What is being asked: Write out the records again, exactly, leaving none out.

--- Start Exercise materials ---

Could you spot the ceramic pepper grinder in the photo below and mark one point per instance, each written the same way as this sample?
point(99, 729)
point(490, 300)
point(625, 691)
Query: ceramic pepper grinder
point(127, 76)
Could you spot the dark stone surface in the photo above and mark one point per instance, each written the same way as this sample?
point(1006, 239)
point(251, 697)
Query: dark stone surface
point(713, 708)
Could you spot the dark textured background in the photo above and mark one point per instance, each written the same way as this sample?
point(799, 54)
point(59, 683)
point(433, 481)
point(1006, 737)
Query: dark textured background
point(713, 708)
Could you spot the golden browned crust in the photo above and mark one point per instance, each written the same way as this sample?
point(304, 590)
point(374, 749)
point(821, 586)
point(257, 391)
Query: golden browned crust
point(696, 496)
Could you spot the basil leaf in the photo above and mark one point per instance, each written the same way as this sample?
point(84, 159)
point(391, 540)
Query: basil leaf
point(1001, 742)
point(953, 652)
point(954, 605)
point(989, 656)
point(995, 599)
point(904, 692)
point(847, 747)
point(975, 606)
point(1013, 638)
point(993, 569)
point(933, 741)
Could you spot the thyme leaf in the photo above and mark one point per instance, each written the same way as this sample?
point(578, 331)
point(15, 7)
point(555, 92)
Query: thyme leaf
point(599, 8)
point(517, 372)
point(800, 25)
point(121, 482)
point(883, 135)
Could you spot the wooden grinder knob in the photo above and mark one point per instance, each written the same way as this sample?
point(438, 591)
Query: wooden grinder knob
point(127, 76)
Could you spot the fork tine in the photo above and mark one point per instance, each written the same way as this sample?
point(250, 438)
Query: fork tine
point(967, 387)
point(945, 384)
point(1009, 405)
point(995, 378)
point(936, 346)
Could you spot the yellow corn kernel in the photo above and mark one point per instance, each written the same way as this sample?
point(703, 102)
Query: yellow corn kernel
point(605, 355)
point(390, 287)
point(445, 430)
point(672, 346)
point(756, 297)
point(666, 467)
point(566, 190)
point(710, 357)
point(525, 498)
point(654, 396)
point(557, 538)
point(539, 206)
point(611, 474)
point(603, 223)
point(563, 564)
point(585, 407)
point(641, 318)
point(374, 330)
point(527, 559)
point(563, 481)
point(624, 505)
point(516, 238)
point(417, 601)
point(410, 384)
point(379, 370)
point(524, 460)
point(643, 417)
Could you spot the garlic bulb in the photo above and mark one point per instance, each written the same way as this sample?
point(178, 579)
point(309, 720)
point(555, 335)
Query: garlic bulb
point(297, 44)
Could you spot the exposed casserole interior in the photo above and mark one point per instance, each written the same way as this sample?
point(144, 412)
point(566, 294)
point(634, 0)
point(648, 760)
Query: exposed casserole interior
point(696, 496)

--- End Exercise materials ---

Correct result:
Could you spot the ceramic pepper grinder in the photo below and mark one point per instance, each written the same way as this sample?
point(99, 729)
point(490, 300)
point(625, 691)
Query: ceramic pepper grinder
point(127, 76)
Could you spot the dark stone surface in the photo above and mark one point per instance, each written the same way as this sample?
point(1006, 239)
point(251, 697)
Query: dark stone surface
point(713, 708)
Could you spot the dark textured background in the photo above and mark one point per instance, each written the same way as this sample?
point(799, 54)
point(59, 683)
point(433, 481)
point(1006, 737)
Query: dark textured background
point(713, 708)
Could you spot the golden browned crust in the photo above and mark one point per instance, each written the same way as this sample?
point(304, 590)
point(374, 749)
point(821, 586)
point(257, 391)
Query: golden browned crust
point(696, 496)
Could you spot the basil leaf in the photo above and mark one point per instance, each written the same way as this sample?
point(84, 159)
point(391, 540)
Query: basil leaf
point(1001, 742)
point(953, 652)
point(954, 605)
point(989, 656)
point(995, 599)
point(904, 692)
point(847, 747)
point(975, 606)
point(1013, 638)
point(993, 569)
point(933, 741)
Could you spot the thyme leaf in the photo above and mark one point per instance, each written the same way as this sample?
point(578, 331)
point(15, 7)
point(555, 92)
Query: thyme leaf
point(599, 8)
point(517, 372)
point(800, 25)
point(121, 482)
point(883, 135)
Could you spot the wooden grinder knob in the photo above and mark one point per instance, each written the same way as this sample?
point(438, 591)
Query: wooden grinder knob
point(127, 76)
Could you spot the fork tine in the photo above and mark one point per instance, each written the same way as this sample?
point(250, 438)
Query: fork tine
point(967, 387)
point(945, 384)
point(1009, 405)
point(995, 378)
point(936, 346)
Could you spot the yellow corn kernel in the photo above and mark one point per instance, each written the same way as this sample?
point(703, 102)
Query: yellow corn kernel
point(605, 355)
point(390, 287)
point(445, 430)
point(672, 346)
point(756, 297)
point(666, 467)
point(566, 190)
point(710, 357)
point(525, 498)
point(654, 396)
point(557, 538)
point(539, 206)
point(611, 474)
point(603, 223)
point(563, 564)
point(585, 407)
point(641, 318)
point(374, 330)
point(527, 559)
point(563, 481)
point(624, 505)
point(516, 238)
point(417, 601)
point(410, 384)
point(379, 370)
point(524, 460)
point(643, 417)
Could you spot the garlic bulb in the photo above and mark one point per instance, each written the same way as this sample?
point(178, 579)
point(309, 720)
point(555, 335)
Query: garlic bulb
point(297, 44)
Could you spot the exposed casserole interior in the photo above and mark one point per instance, each written the same way as this sample?
point(144, 412)
point(566, 294)
point(634, 0)
point(648, 760)
Query: exposed casserole interior
point(696, 496)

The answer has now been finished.